▶ [TASK DETAILS]
Locate each line in the data below that contains the word "tight", and copy those lines out.

Records from a dataset:
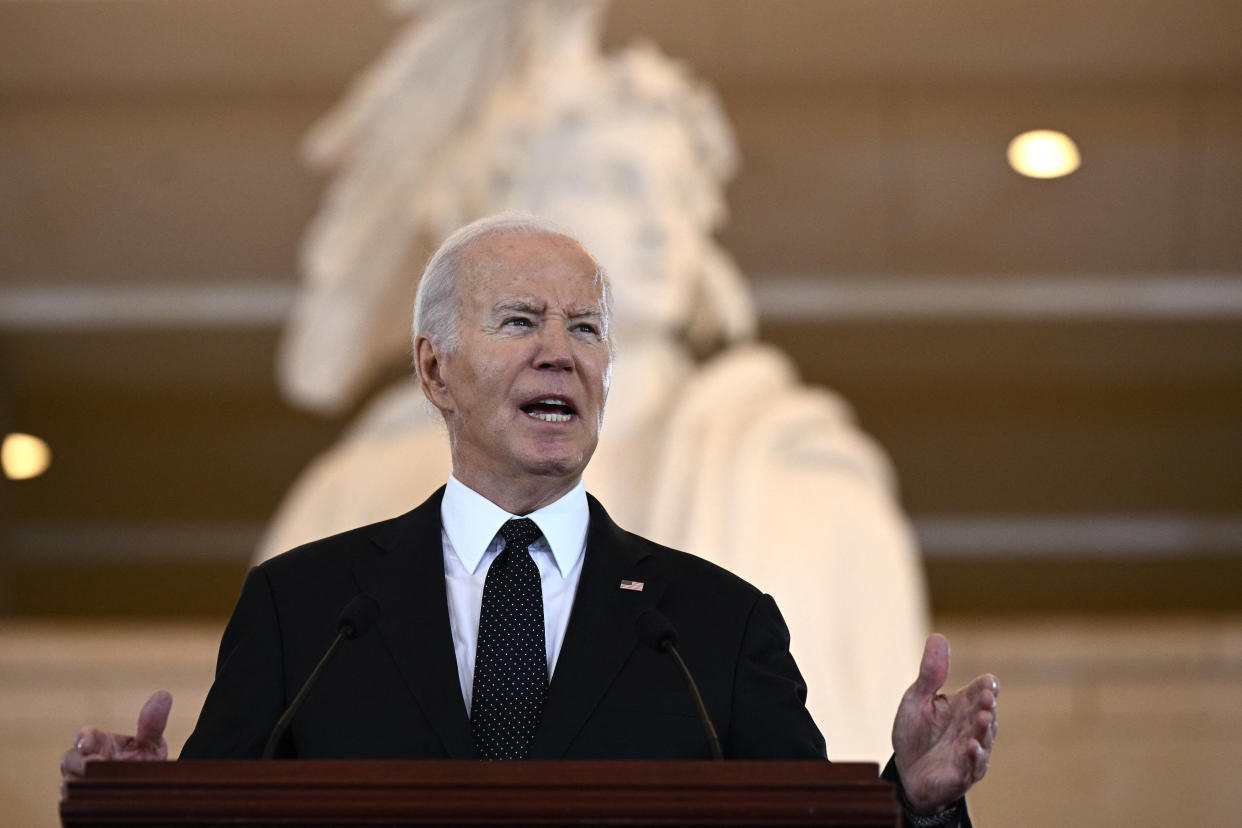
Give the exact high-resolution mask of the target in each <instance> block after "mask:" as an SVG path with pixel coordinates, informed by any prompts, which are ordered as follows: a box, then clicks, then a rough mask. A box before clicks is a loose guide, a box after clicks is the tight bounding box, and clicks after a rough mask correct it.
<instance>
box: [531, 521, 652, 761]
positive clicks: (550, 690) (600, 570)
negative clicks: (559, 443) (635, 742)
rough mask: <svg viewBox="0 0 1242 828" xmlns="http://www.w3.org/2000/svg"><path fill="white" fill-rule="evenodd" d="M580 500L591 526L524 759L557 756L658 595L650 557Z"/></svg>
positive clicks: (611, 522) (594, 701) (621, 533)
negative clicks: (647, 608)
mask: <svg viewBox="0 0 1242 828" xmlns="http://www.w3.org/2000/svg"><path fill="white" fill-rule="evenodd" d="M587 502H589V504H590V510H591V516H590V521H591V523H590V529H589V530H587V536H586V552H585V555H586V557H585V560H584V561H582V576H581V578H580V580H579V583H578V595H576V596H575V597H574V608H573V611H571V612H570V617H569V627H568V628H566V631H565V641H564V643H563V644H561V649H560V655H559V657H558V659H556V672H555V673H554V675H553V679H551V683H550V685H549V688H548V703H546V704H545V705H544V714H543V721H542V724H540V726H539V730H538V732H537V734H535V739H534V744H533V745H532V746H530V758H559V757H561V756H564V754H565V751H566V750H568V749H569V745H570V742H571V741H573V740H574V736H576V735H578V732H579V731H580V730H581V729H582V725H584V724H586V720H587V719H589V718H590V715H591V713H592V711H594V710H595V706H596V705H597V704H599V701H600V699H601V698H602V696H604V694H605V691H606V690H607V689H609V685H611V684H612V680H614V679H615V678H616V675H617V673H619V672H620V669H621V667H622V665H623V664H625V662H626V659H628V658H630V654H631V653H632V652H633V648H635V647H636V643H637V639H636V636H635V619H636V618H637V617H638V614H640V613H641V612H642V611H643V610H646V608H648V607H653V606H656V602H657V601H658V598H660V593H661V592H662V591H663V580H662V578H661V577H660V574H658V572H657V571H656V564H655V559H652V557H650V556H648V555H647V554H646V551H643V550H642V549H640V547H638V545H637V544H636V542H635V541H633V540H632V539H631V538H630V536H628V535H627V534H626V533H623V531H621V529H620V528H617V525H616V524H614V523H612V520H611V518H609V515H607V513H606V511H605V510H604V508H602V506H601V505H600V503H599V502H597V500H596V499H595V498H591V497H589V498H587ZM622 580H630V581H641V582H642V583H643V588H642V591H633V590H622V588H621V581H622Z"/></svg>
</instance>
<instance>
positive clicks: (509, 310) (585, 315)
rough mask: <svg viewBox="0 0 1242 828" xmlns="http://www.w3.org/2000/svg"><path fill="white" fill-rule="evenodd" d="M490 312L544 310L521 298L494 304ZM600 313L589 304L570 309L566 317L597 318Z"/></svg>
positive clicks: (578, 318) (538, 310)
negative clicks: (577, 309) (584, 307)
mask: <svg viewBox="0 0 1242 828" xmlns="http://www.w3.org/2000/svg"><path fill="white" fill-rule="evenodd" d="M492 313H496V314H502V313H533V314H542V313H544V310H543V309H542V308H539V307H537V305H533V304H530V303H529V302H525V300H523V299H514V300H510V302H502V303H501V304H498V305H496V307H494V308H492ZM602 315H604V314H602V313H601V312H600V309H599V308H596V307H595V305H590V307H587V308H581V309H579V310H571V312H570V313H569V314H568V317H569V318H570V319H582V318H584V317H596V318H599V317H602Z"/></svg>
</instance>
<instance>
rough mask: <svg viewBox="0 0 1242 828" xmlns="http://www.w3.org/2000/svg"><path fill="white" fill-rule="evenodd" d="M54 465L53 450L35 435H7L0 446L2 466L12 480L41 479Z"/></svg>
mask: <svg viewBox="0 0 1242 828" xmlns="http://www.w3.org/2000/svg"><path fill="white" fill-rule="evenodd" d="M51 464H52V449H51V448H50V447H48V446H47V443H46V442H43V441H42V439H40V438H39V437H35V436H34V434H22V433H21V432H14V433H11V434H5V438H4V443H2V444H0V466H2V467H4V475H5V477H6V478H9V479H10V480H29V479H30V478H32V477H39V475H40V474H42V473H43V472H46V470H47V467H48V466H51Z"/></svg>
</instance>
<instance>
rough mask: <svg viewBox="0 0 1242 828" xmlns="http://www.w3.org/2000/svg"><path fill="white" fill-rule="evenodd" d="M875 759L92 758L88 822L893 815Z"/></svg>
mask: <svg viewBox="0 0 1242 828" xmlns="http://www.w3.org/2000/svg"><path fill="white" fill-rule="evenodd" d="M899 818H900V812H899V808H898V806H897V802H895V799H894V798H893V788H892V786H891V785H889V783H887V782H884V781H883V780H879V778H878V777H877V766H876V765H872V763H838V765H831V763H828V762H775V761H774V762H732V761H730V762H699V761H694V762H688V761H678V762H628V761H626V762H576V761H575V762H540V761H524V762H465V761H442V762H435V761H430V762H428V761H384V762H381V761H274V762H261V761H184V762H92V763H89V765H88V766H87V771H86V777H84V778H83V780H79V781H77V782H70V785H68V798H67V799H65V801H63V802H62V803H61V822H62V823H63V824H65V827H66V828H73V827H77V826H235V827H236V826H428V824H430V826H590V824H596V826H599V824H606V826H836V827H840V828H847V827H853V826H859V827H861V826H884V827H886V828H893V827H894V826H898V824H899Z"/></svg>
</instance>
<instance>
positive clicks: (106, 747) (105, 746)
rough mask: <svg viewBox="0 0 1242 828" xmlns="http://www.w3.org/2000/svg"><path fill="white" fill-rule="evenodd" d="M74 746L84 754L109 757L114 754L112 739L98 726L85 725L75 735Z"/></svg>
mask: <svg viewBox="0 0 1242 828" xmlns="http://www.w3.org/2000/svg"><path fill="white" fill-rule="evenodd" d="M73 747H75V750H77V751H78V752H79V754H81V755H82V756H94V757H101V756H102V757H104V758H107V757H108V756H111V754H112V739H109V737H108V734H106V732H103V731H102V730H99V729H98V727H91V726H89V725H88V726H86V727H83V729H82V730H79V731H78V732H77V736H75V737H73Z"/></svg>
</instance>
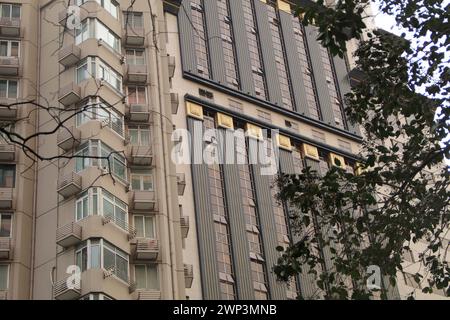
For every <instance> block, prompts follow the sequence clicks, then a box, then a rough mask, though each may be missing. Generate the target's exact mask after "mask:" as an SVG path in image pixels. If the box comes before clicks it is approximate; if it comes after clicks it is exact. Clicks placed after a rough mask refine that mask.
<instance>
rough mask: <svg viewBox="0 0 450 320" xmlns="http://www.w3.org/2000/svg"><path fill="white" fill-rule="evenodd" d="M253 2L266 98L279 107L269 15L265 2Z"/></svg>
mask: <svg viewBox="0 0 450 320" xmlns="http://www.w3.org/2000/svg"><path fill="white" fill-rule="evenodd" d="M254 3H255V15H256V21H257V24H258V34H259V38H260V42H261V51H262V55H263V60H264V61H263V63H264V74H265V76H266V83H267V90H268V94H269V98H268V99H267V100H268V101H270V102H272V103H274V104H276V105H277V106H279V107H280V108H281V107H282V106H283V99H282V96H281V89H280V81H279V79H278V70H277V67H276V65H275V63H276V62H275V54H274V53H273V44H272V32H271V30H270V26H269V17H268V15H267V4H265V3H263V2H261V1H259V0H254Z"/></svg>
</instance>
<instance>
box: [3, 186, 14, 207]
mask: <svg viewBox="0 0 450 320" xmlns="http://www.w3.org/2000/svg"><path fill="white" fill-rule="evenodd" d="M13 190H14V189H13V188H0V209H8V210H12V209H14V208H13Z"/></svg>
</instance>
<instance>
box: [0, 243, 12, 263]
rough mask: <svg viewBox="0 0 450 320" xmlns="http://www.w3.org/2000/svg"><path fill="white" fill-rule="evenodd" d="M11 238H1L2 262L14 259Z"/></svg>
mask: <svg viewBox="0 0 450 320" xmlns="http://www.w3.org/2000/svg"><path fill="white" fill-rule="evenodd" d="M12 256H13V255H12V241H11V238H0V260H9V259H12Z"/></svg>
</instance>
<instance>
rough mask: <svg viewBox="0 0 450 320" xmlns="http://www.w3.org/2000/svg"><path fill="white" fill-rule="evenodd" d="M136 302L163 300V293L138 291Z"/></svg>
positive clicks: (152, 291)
...
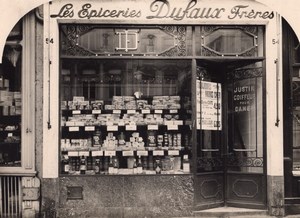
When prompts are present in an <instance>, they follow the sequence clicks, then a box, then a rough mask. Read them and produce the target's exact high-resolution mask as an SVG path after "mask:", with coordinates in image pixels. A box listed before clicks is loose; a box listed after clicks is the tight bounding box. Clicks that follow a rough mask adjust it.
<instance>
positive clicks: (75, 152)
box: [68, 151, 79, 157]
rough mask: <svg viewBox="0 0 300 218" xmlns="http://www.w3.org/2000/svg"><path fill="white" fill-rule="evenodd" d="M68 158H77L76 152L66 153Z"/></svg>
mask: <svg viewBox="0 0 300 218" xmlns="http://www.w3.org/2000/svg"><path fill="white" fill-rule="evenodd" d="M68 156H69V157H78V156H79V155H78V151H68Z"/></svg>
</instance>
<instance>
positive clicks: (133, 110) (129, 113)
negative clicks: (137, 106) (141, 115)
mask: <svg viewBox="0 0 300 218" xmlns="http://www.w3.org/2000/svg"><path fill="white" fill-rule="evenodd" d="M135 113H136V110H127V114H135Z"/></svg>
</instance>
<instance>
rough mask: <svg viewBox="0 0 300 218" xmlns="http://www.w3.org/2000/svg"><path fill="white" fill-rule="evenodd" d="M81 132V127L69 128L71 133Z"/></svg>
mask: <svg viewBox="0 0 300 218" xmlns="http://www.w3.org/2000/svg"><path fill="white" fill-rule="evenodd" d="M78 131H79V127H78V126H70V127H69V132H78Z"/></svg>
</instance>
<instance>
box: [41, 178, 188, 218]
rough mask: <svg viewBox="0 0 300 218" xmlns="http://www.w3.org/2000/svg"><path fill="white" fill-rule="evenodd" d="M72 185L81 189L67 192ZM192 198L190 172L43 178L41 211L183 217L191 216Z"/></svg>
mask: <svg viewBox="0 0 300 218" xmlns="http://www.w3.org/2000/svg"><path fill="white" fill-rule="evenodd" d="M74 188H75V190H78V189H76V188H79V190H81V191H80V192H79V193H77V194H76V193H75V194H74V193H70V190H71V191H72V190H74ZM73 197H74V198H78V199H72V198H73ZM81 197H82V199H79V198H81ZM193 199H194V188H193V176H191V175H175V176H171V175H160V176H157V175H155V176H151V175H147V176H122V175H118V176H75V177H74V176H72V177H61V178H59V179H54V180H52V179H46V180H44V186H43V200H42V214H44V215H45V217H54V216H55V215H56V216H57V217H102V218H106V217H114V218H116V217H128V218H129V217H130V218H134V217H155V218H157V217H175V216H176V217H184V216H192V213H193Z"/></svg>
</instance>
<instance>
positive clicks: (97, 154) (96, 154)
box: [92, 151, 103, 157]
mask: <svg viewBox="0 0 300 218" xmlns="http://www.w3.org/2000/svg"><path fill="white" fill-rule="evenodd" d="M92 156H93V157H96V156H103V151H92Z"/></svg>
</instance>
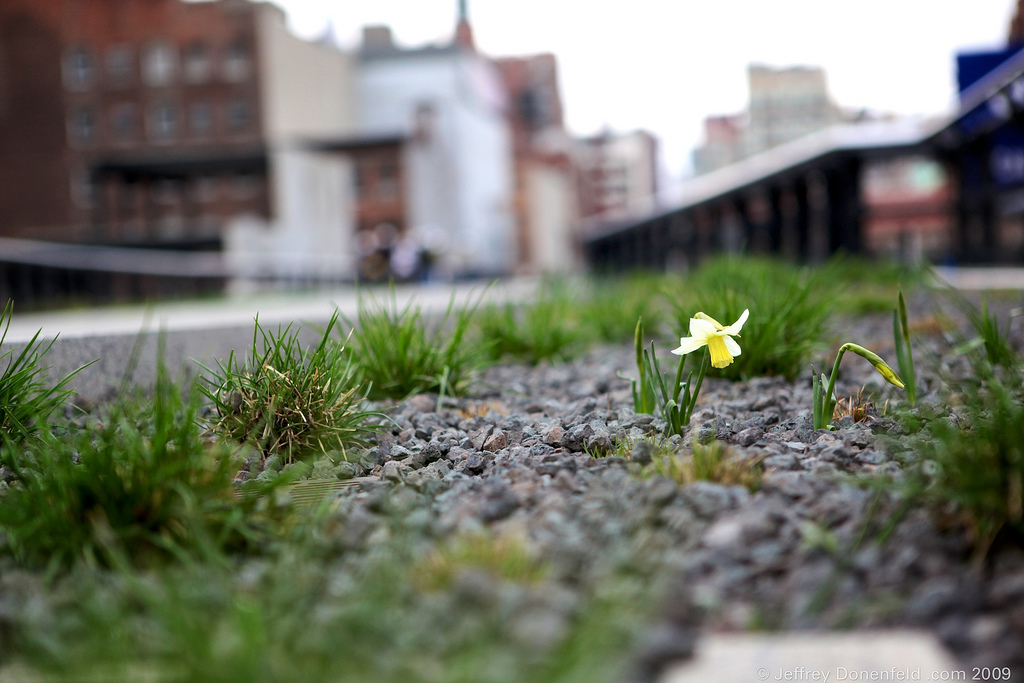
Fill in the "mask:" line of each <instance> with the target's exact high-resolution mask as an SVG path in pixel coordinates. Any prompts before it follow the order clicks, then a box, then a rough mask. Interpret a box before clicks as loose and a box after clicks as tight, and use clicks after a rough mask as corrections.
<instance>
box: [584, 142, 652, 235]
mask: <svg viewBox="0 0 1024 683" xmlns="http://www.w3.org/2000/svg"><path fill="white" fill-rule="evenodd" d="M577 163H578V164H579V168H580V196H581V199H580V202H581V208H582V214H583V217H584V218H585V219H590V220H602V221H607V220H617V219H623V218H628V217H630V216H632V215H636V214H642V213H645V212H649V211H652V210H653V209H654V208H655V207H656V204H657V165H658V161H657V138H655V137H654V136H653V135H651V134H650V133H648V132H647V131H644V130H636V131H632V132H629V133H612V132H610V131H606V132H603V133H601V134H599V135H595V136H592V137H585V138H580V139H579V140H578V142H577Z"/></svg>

▶ [WRITTEN ANSWER]
Give the exact high-resolution mask of the target in each <instance> block after "mask:" as an SVG path with pixel coordinates, informed by any prompts, which are ordered as follows: a box, then clicks, then a rough mask. A box before clicks is a loose guide, a box after clicks is the tight bounding box, and clicks after a rough mask correct it.
When prompts are present in an <instance>, they follow the sequence clicks, then a box, then a rough mask. Read them and produce the target's exact high-resolution mask as an SVG path after "mask:", with coordinates in image pixels. A box listed before clicks is loose; a box listed after clicks is the tight bounding box. Clicks that follow a rough mask adjust it.
Fill in the "mask:" line of each <instance> with the target's exact high-resolution mask as an SVG path in pixel coordinates. Any prompts before it follow the order clicks, then a box, then a rough mask. Interpret a box before clicks as loose and a box after clicks as tight, and use clicks after a rough mask as corrections.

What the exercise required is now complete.